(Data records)
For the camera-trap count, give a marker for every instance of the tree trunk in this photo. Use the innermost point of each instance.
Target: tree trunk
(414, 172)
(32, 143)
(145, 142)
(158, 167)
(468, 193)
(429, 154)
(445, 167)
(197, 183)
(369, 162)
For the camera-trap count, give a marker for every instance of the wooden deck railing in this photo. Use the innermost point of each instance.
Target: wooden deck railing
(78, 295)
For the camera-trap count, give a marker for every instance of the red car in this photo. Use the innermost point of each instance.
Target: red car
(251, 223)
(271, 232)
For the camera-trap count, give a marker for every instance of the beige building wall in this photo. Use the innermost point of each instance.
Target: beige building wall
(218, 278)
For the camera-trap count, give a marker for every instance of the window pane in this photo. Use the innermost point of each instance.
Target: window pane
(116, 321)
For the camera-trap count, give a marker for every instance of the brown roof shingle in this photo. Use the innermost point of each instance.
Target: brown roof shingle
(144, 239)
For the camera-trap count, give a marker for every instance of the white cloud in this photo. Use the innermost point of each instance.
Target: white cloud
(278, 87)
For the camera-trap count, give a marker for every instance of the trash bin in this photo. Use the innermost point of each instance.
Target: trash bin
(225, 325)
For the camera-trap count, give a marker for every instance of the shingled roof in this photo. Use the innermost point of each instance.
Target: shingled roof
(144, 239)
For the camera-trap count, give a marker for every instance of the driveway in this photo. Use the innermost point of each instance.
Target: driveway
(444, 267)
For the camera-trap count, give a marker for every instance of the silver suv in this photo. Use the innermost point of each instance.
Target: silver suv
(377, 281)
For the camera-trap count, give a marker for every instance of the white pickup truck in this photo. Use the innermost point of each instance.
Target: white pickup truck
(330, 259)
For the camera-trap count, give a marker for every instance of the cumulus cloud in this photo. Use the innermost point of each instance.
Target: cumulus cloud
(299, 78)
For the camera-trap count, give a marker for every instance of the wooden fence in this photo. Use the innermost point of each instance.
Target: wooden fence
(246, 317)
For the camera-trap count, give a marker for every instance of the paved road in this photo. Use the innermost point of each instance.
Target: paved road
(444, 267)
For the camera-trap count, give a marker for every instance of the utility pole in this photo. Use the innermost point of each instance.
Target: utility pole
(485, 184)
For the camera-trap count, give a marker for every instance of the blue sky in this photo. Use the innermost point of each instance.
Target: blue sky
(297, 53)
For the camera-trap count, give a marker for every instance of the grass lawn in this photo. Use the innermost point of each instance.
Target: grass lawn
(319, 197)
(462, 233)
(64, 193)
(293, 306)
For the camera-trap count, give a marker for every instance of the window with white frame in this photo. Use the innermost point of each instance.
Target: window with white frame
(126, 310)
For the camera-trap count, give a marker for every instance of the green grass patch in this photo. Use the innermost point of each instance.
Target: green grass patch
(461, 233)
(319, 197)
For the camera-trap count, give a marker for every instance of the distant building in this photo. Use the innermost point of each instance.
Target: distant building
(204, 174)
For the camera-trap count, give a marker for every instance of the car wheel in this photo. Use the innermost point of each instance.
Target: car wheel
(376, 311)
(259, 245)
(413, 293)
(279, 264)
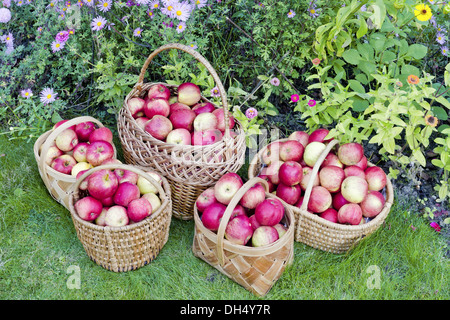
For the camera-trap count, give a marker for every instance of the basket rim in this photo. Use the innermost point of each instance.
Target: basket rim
(165, 204)
(251, 251)
(333, 225)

Activity>
The entries are to be copied exactly, and each image is to be omitted.

Exercise solution>
For the camera-trap count, give a marker for every instance of the tree trunk in this photo. Use the innermost point of each instance.
Target: tree trunk
(414, 172)
(32, 143)
(145, 142)
(158, 167)
(468, 193)
(429, 154)
(445, 167)
(197, 183)
(369, 162)
For the camera-trap count, give a marker for every instance of the wooden deck railing in this photo. Use the innermost point of each instance.
Target: wooden deck railing
(78, 295)
For the camera-trap count, give a marker for every instance of the red car in this photo. Use the innermost point of each instance.
Target: red car
(251, 223)
(271, 232)
For the camera-trap count, give a marker for every instance of the beige building wall in this photo. Use the innermost point of each instance.
Target: beige building wall
(218, 278)
For the camera-trap count, give a marker for every instance of the window pane in this photo. Use the innermost point of each instance.
Target: window pane
(116, 321)
For the camera-trap count, give a marker for every instance of the brown roof shingle in this photo. Use the innermost point of each instance.
Target: brown roof shingle
(144, 239)
For the camera-trap count, give a marker for every instance of the white cloud in this photo. Use the innermost point of each instance.
Target: white cloud
(278, 87)
For the camera-trap count, give a marker for every instance of the trash bin in this photo. Use the innermost point of each instance.
Target: trash bin
(225, 325)
For the camera-trap count, give a marker for every instance of the shingled roof in this photo. Use the innermost point of each instance.
Target: shingled roof
(144, 239)
For the camera-trap count, give a marker for every instance of the driveway in this photo. Use the innermost point of each instance.
Target: driveway
(444, 267)
For the camera-trap count, give a marker for every instance of the silver suv in this photo. Use the innermost point of each instance.
Target: silver suv
(377, 281)
For the camera-trap count, give a marker for every instance of the white pickup truck in this photo. Use the innermost point of each instance.
Target: white pickup truck
(330, 259)
For the camera-trap count, give a marker for every instance of the cumulus cloud in this photo. Use the innermost point of each instance.
Target: cumulus cloud
(299, 78)
For the camera-trap count, give a marker for every instance of the wooden fence in this photo. Use the innermost point of each instance.
Target: wooden fence
(246, 317)
For the camera-trap count, give a marker for every instance of the paved road in this photo. Use the innermost point of each instance.
Target: paved road
(444, 267)
For the camera-trap count, give a marker for every instance of the utility pole in this photo. Use the innermost point of each instance.
Target: utility pole
(485, 184)
For the camera-trap count, give a marker for every instance of the blue sky in this photo. Use the innermost point of each instance.
Target: blue sky
(297, 53)
For the camera-trap count, give a marker for every instance of the grass lawn in this photo. Use the innermost point of each instance.
Target: grass lawn
(319, 197)
(462, 233)
(64, 193)
(293, 306)
For the camera-trap count, give a marker for every instance of the window with white frame in this photo. Use the innermost point of each instance.
Target: window with white frame
(126, 310)
For the camera-trap count, give a marker for every instance of the green grass patch in this photo. Use the innermost point of each instance.
Target: green grass patch
(461, 233)
(319, 197)
For the camera-trap count, give a marker for every instance of the distant building in this photo. Use the innermost point of each instance.
Target: distant building
(204, 174)
For the camera-trap count, give a marker for every instance of the car wheel in this photo. Use the innermost point of each instance.
Target: car wheel
(376, 311)
(259, 245)
(413, 293)
(279, 264)
For the camera-trap count, give a marker for every instance of the basket rim in this photo. Use the innermost point of each instance.
Target: basket rim
(165, 204)
(251, 251)
(333, 225)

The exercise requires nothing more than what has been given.